— start of Text to read —
Names
- Full name: Colac Football and Netball Club
- Nickname: Tigers

2023 season
- Leading goalkicker: Nis
- Best and fairest: Zydy

Club details
- Founded: 1948; 78 years ago
- President: Matt Gibson
- Coach: Sebastian Ross
- Captain: Jack Melican
- Ground: Central Reserve

Uniforms
| Home |

Other information
- Official website: colactigers.com.au

= Colac Football Club =

Australian rules football and netball club

The Colac Tigers Football Netball Club, nicknamed the Tigers, is an Australian rules football and netball club based in the regional city of Colac, Victoria. The club plays at Central Reserve, Colac.

== Geelong District Football League ==
Looking further afield Colac spent three years in the GDFL before distance got the better of them.

== Colac & District Football League ==
Returning to play in the local competition, Colac won the 1939 premiership before disbanding because of World War II in 1940.

== Hampden Football League ==
The current Colac Football Club was founded in 1948 in order to play in the Hampden Football League from 1949. Adopting the jumper worn by the Richmond Football Club, black with a yellow sash, the Colac Tigers won the premiership in their second season. In 1980 Colac merged with their neighbour club Coragulac Football Club and for six years had the title of Colac-Coragulac Football Club. In fifty-two years of competing in the Hampden Football League, Colac won ten premierships.
— end of Text to read —
= Goals =
1) Answer these questions using the text on the Colac Football Club:
(a) Which club's jumper did Colac adopt when it joined the Hampden Football League?
(b) Which neighbor club did Colac merge with in 1980?
(c) In which season did the Colac Tigers win their first Hampden Football League premiership?
2) Carry on the text about the Colac Football Club from its last sentence.
The rows that come after this have nothing to do with any of it.
— start of Material —
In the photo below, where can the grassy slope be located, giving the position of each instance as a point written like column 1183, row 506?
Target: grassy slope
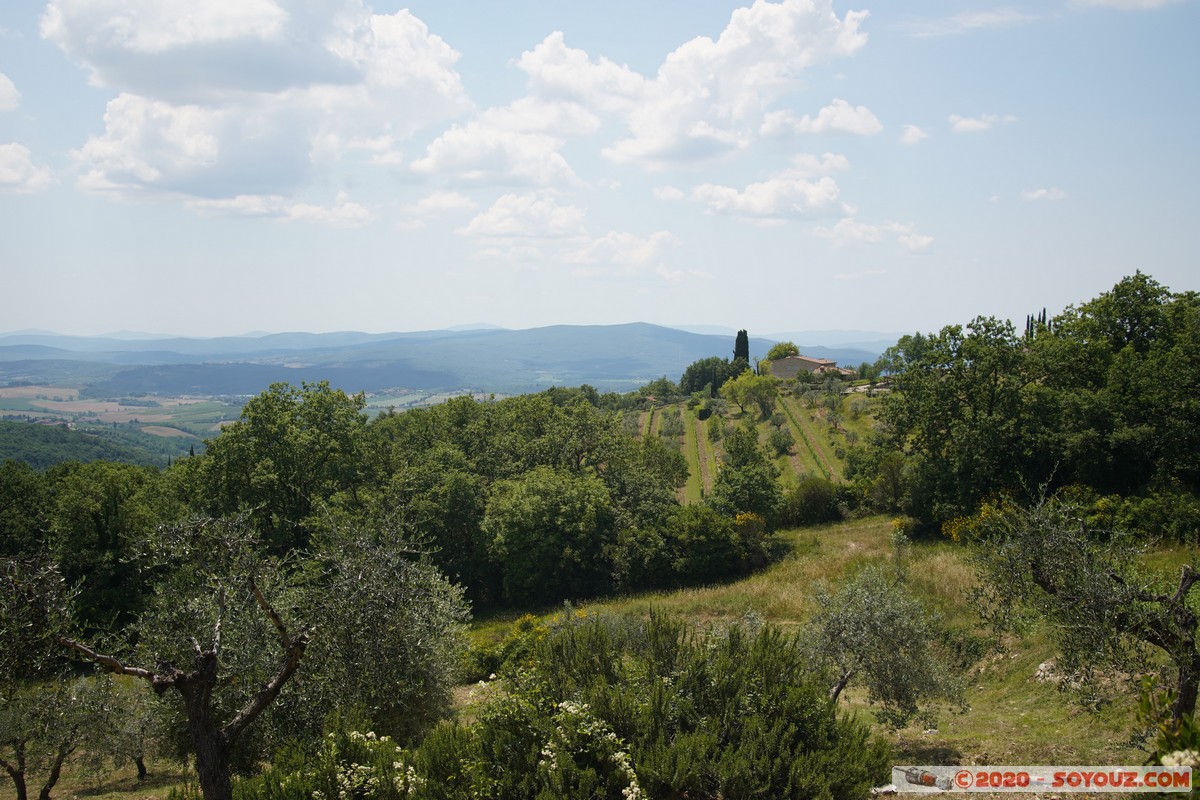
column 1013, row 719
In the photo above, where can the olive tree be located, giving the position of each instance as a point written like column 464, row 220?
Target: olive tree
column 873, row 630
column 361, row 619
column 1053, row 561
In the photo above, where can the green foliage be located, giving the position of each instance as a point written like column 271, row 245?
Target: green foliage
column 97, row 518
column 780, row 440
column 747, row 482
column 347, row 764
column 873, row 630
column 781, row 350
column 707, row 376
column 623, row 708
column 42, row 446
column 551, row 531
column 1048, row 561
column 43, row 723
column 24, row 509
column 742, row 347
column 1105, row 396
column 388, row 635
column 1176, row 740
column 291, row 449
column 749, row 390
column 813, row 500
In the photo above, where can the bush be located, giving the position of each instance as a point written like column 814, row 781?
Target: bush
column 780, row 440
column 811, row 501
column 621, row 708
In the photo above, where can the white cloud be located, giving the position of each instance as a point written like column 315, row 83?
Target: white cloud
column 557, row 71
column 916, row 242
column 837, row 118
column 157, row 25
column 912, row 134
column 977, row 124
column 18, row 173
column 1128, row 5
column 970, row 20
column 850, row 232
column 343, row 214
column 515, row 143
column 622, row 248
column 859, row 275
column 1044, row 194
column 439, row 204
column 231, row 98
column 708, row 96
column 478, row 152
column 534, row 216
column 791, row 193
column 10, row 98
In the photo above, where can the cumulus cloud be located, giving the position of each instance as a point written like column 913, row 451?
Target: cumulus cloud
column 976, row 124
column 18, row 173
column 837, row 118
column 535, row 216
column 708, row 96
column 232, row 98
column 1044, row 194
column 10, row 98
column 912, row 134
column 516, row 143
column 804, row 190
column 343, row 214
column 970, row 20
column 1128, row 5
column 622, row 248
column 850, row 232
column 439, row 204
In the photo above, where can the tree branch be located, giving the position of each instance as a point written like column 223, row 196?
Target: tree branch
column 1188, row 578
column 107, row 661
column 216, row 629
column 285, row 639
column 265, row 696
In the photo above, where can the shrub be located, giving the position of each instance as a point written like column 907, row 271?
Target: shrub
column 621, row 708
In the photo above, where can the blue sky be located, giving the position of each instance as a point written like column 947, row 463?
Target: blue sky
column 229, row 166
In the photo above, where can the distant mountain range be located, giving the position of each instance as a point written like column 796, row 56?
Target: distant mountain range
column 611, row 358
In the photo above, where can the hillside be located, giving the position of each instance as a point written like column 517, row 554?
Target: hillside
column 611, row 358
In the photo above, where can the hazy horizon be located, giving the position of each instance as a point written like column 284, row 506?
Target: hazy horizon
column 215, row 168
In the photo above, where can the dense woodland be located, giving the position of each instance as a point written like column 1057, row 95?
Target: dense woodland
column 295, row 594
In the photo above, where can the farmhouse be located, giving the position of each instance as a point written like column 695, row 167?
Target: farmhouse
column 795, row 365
— end of Material —
= Task-by-task results =
1)
(a) The Richmond Football Club's jumper, black with a yellow sash.
(b) The Coragulac Football Club.
(c) Their second season.

2)
== Geelong Football League ==
Since 2001, Colac joined the Geelong Football League, club officials claiming that their younger players were working and studying in Geelong and it was difficult to recruit players to play in western Victoria. The club's first grand final came in 2008 where they were defeated by rivals St Mary's. In 2014 the club won their first GFL premiership defeating Leopold. Midfielder Jarryd Garner was adjudged best on ground. After playing finals in 2015 the Tigers look set to blood new talent in an attempt to get senior games into its skilled juniors which will help if the tigers are to play finals yet again this season. With players like Dean Felekos, who is now well into his thirties, the welcoming of youth is a must if they are to stay in the top half of the competition going forward.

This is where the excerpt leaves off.